(EXERCISE AIM): Write out every entry exactly as it appears, omitting the pictures.

Records from a data source

--

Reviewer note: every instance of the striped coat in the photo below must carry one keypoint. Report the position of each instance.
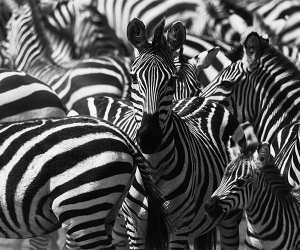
(253, 183)
(23, 97)
(29, 52)
(69, 172)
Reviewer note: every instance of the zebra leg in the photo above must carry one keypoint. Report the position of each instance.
(229, 230)
(178, 242)
(119, 235)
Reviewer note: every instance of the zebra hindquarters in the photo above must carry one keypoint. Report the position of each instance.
(88, 211)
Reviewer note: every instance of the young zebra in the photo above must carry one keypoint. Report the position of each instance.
(30, 52)
(178, 142)
(276, 10)
(74, 173)
(253, 183)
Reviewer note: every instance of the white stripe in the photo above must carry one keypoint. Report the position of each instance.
(21, 92)
(93, 90)
(4, 75)
(92, 107)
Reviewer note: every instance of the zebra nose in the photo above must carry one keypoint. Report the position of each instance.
(213, 208)
(149, 135)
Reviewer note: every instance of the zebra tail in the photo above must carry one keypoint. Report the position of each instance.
(157, 236)
(207, 241)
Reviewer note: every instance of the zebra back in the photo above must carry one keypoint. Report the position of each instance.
(88, 33)
(252, 177)
(48, 159)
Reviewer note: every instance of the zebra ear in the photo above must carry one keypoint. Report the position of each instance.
(159, 39)
(176, 35)
(136, 34)
(264, 153)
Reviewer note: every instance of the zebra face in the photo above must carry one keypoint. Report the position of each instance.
(253, 47)
(153, 81)
(238, 182)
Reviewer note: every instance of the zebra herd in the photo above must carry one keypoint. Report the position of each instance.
(123, 123)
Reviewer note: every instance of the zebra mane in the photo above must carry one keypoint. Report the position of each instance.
(38, 26)
(269, 173)
(65, 36)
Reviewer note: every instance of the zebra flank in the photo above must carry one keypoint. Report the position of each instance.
(286, 147)
(252, 182)
(90, 78)
(272, 86)
(23, 97)
(69, 172)
(185, 147)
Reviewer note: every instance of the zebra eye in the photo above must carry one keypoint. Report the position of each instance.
(240, 182)
(133, 77)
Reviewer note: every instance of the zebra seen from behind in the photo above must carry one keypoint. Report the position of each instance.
(262, 88)
(178, 142)
(29, 51)
(23, 97)
(286, 148)
(252, 182)
(70, 172)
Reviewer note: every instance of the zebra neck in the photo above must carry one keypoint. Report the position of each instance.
(268, 208)
(161, 160)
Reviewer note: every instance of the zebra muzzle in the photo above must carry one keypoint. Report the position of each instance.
(213, 208)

--

(ANSWER TO THE PROBLEM):
Reviewer note: every instance of the striped coat in the photo below must carry one keypoint. Report the position of each instance.
(253, 183)
(23, 97)
(29, 52)
(69, 172)
Reviewer note: every instance of the zebra leg in the photo above must carry one keypoint. Report the position of each instance.
(229, 230)
(178, 242)
(119, 235)
Reviewer note: every instance of the zebra hindquarters in the photo above must carry one keypoint. Report the position of each instance.
(88, 211)
Reviewer note: every instance of the young zebra in the photo above must carry one keypoint. Report the position of each instance.
(30, 52)
(178, 142)
(276, 10)
(74, 173)
(253, 183)
Reviewer note: every instance of the white stripe in the photo above must carry one keypoint. Report the position of each instance.
(21, 92)
(93, 90)
(4, 75)
(92, 107)
Reviewer note: every instance of the zebra nose in the photo above must carry one keypoint. Report the position of each instance.
(213, 208)
(149, 135)
Reviewer note: every instance of the zebra tail in the photo above must carry one keypoint. Report the position of each instance.
(157, 236)
(207, 241)
Reviewer note: every instance of the zebra back in the photo above must carry one keypoint. Report the position of each instance.
(88, 33)
(252, 177)
(48, 159)
Reviewer note: every instance of the zebra ear in the photo above must carry one keypoint. Report the position of each instance.
(159, 39)
(176, 35)
(136, 34)
(264, 153)
Reviewer note: every instance of the zebra face in the photo above must carry one keypoint. Report the position of each instance.
(253, 47)
(153, 81)
(238, 182)
Reviewer note: every instance of the zebra herd in the photo above must carry one keypoint. Report the position of each instance.
(123, 123)
Reviewer note: every instance of the zebra mane in the photo above must carry one keypoint. Report the position of each instance.
(38, 26)
(269, 173)
(65, 36)
Reviewer note: every instance of the zebra flank in the photo above must carry one keypoint. Report the position of each instance.
(286, 147)
(252, 182)
(90, 78)
(272, 86)
(23, 97)
(69, 172)
(185, 147)
Reviewer note: every instance of the zebra eye in the photo above must carry one keypoint. Report the position of each instance.
(240, 182)
(133, 77)
Reviewer note: every instance of the zebra seen from behind in the photo above must carry one keypoint. Report the position of each instance.
(262, 88)
(178, 142)
(29, 51)
(23, 97)
(286, 148)
(252, 182)
(70, 172)
Reviewer note: every instance of the zebra neck in the photo above must carry one keypoint. Report the position of each instance.
(268, 208)
(161, 160)
Reviewer note: every instance of the zebra muzzle in the photo above must carry one keypoint. Report the position of each instance.
(213, 208)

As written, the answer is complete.